• Provided text:
There are other beautiful things in the Bargello of which I have said nothing--a gallery of mediaeval bells most exquisitely designed, from famous steeples; cases of carved ivory; and many of such treasures as one sees at the Cluny in Paris. But it is for its courtyard and for the Renaissance sculpture that one goes to the Bargello, and returns again and again to the Bargello, and it is for these that one remembers it.
On returning to London the first duty of every one who has drunk deep of delight in the Bargello is to visit that too much neglected treasure-house of our own, the Victoria and Albert Museum at South Kensington. There may be nothing at South Kensington as fine as the Bargello's finest, but it is a priceless collection and is superior to the Bargello in one respect at any rate, for it has a relief attributed to Leonardo. Here also is an adorable Madonna and laughing Child, beyond anything in Florence for sheer gaiety if not mischief, which the South Kensington authorities call a Rossellino but Herr Bode a Desiderio da Settignano. The room is rich too in Donatello and in Verrocchio, and altogether it makes a perfect footnote to the Bargello. It also has within call learned gentlemen who can give intimate information about the exhibits, which the Bargello badly lacks. The Louvre and the Kaiser Friedrich Museum in Berlin--but particularly the Kaiser Friedrich since Herr Bode, who has such a pa.s.sion for this period, became its director--have priceless treasures, and in Paris I have had the privilege of seeing the little but exquisite collection formed by M. Gustave Dreyfus, dominated by that mirthful Italian child which the Bargello authorities consider to be by Donatello, but Herr Bode gives to Desiderio. At the Louvre, in galleries on the ground floor gained through the Egyptian sculpture section and opened very capriciously, may be seen the finest of the prisoners from Michelangelo's tomb for Pope Julius; Donatello's youthful Baptist; a Madonna and Children by Agostino di Duccio, whom we saw at the Museum of the Cathedral; an early coloured terra-cotta by Luca della Robbia, and No. 316, a terra-cotta Madonna and Child without ascription, which looks very like Rossellino.

• Data for analysis:

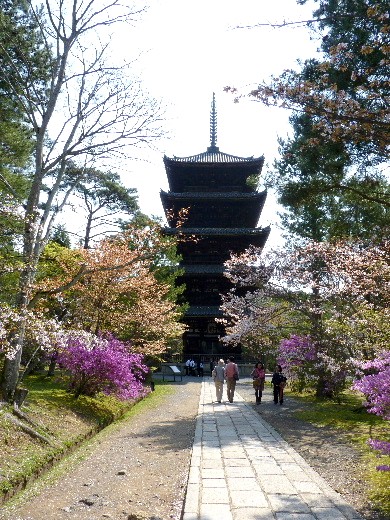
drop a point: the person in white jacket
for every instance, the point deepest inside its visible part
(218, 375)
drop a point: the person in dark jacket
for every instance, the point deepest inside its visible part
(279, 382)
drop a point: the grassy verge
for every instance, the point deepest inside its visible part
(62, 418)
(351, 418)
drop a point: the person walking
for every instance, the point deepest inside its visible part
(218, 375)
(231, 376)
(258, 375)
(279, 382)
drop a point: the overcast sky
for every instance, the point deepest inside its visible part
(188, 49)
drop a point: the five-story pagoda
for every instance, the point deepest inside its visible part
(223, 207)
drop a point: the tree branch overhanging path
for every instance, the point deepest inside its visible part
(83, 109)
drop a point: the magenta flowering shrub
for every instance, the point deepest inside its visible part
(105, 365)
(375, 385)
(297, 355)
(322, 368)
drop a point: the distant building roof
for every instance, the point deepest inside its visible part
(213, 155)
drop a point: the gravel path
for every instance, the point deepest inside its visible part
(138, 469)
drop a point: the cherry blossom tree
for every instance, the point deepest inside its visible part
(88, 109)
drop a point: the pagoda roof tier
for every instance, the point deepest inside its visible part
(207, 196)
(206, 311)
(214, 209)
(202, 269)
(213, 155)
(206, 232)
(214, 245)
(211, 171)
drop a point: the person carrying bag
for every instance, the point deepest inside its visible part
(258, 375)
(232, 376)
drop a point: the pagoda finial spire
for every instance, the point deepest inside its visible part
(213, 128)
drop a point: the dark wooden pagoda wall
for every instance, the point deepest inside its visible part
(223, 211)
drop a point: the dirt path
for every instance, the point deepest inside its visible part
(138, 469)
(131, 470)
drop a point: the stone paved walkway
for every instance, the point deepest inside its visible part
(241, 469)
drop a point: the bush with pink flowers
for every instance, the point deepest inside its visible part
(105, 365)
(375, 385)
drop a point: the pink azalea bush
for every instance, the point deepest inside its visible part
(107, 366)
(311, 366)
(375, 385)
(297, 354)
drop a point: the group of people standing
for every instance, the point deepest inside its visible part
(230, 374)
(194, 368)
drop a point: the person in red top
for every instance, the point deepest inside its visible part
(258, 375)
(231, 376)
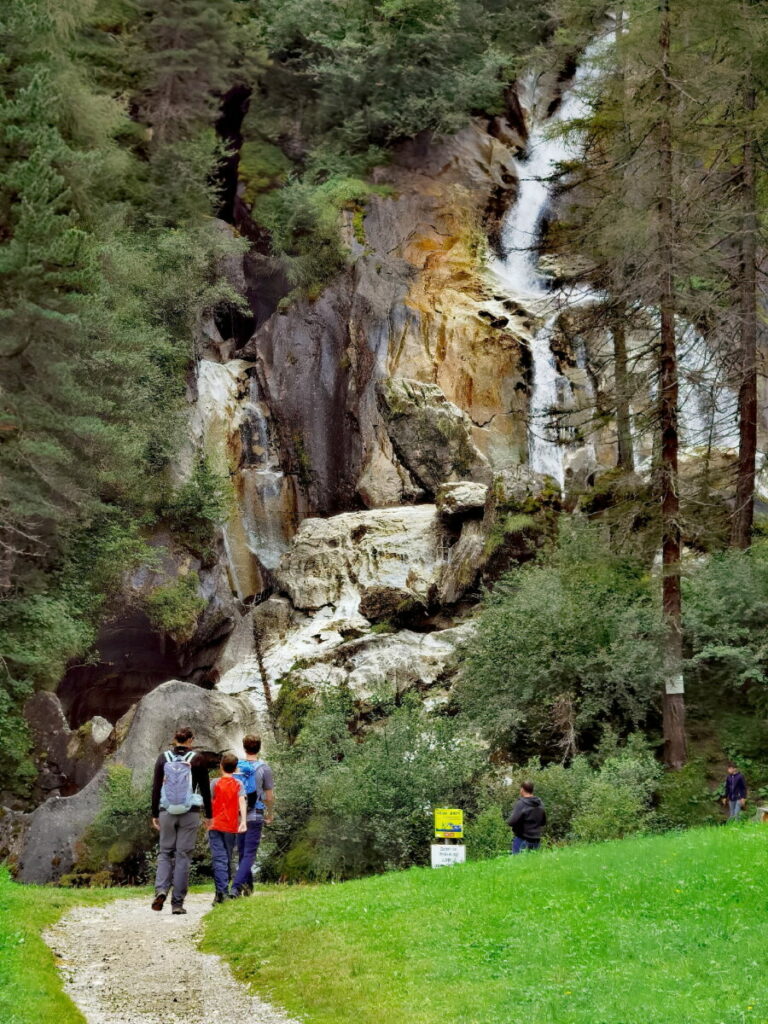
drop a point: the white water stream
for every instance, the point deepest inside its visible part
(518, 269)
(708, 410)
--
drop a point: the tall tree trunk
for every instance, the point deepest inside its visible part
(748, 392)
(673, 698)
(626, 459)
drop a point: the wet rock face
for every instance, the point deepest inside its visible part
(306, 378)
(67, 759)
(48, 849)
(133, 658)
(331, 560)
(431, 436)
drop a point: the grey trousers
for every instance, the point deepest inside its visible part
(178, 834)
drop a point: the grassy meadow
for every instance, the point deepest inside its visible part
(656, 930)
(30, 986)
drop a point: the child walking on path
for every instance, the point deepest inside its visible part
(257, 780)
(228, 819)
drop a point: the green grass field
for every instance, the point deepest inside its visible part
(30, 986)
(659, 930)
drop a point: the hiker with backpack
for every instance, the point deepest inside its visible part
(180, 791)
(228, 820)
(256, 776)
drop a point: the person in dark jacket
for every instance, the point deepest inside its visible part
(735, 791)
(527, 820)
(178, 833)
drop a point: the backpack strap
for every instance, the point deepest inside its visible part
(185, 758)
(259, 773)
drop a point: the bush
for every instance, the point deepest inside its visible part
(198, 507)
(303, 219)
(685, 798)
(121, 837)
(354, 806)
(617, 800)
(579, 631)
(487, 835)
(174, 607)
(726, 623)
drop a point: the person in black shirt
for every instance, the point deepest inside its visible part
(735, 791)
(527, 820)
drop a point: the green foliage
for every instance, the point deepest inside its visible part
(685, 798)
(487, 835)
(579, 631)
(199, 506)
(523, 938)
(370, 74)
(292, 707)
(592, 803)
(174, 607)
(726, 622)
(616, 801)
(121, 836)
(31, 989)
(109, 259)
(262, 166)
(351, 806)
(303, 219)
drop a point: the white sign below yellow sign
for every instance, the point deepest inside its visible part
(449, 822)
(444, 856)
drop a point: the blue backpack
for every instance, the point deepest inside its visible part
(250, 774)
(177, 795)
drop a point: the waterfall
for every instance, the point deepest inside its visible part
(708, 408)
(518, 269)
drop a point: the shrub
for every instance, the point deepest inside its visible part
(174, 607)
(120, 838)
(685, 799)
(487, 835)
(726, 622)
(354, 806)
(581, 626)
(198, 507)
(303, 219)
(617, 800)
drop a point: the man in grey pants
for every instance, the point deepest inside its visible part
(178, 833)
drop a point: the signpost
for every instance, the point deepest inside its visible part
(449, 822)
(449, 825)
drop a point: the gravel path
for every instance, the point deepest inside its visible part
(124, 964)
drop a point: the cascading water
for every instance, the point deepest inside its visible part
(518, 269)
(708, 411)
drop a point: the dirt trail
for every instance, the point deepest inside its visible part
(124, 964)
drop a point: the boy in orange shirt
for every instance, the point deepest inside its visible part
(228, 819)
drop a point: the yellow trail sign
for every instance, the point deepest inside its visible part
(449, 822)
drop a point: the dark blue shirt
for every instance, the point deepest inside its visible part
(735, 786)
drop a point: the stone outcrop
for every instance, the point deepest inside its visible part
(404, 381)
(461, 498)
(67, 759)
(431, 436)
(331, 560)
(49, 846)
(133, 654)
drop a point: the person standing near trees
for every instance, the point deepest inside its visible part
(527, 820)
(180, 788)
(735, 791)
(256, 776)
* * *
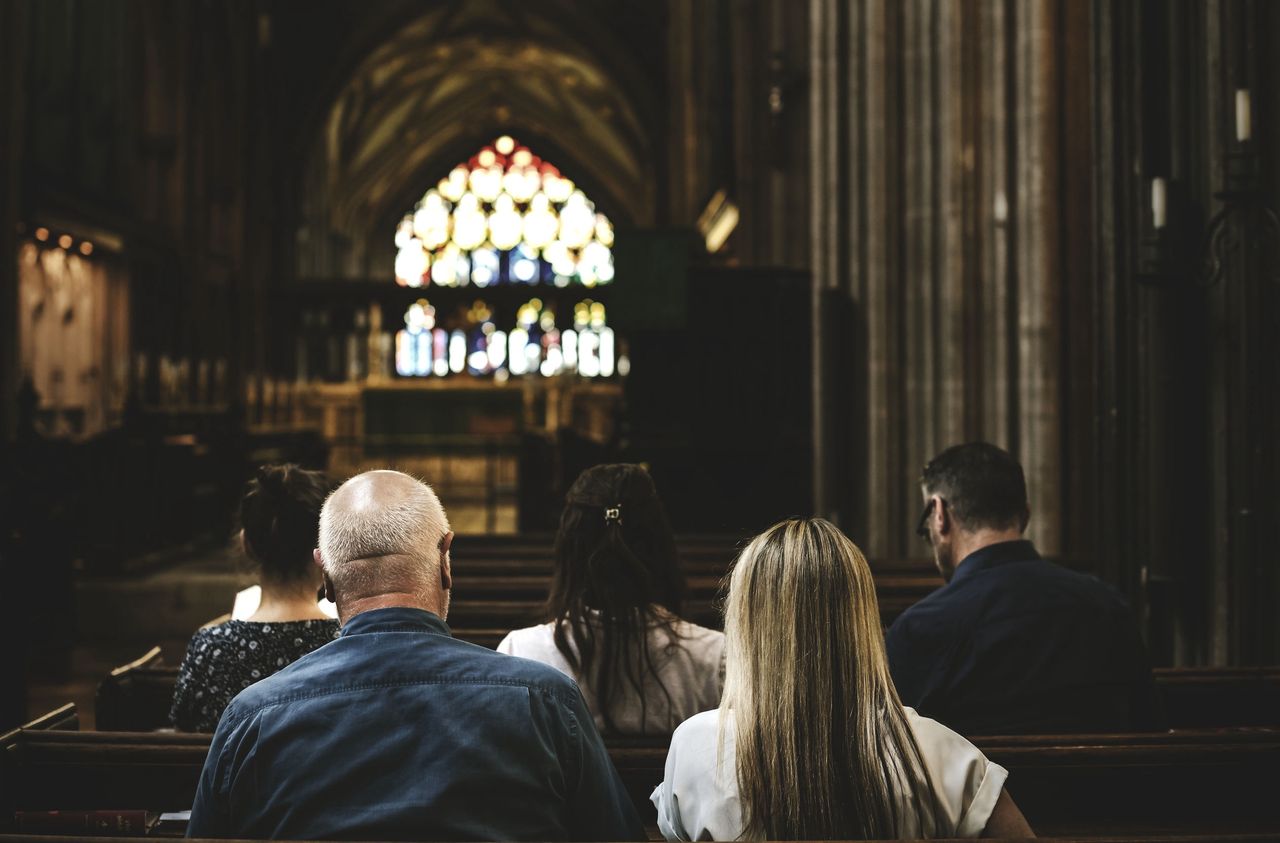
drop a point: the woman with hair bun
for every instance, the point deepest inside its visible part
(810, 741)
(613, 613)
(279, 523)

• Task: Update the stretch of the Bargello passage from "There are other" through "one remembers it.", replacing "courtyard" with "cloister".

• Exercise output:
There are other beautiful things in the Bargello of which I have said nothing--a gallery of mediaeval bells most exquisitely designed, from famous steeples; cases of carved ivory; and many of such treasures as one sees at the Cluny in Paris. But it is for its cloister and for the Renaissance sculpture that one goes to the Bargello, and returns again and again to the Bargello, and it is for these that one remembers it.